= Instructions =
1. Using the IJP job-submission text, answer each question:
(a) What title does the extra button at the bottom of the form carry?
(b) What does clicking any Submit button on the main IJP page launch?
(c) What inputs must be selected for the demo copy_datafile job to run?
2. List every phrase that appears inside quotation marks in the IJP job-submission text.
3. From the IJP job-submission text, copy word for word the passage that begins at the words "Clicking on any" and stops after "a single datafile.".

When both the datasets cart and the datafiles cart have contents, an extra button will appear at the bottom of the form (i.e. below the datafiles cart), titled "Submit Job for Cart (datasets and datafiles)". This is the only way to submit both datasets and datafiles to the same job run. The Job Type has to accept both datasets and datafiles before this will be possible.
Clicking on any of the Submit buttons on the main IJP page launches the JobOptions dialog.
If multiple inputs (datasets and/or datafiles) are selected, and if the job-type allows multiple inputs per job, this option allows you to choose to run one job for all the inputs, or separate jobs for each input.
Selection of a single dataset and a single datafile counts as "multiple inputs selected", as there will be two inputs.
Note that it may not be sensible to run a "multiple" job-type once per input. For example, the demo copy_datafile job requires precisely one dataset and one datafile to be selected; so the job-type specifies that it accepts multiple inputs, but the job won't run unless the inputs consist of a single dataset and a single datafile.

= Given data =
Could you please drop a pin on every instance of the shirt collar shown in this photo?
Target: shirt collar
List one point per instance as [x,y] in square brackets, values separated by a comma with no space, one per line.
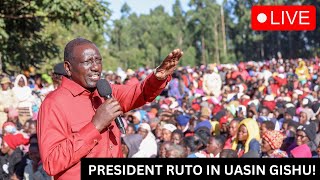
[75,89]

= Answers to each task =
1.
(a) "Submit Job for Cart (datasets and datafiles)"
(b) The JobOptions dialog
(c) Precisely one dataset and one datafile

2.
"Submit Job for Cart (datasets and datafiles)"
"multiple inputs selected"
"multiple"

3.
Clicking on any of the Submit buttons on the main IJP page launches the JobOptions dialog.
If multiple inputs (datasets and/or datafiles) are selected, and if the job-type allows multiple inputs per job, this option allows you to choose to run one job for all the inputs, or separate jobs for each input.
Selection of a single dataset and a single datafile counts as "multiple inputs selected", as there will be two inputs.
Note that it may not be sensible to run a "multiple" job-type once per input. For example, the demo copy_datafile job requires precisely one dataset and one datafile to be selected; so the job-type specifies that it accepts multiple inputs, but the job won't run unless the inputs consist of a single dataset and a single datafile.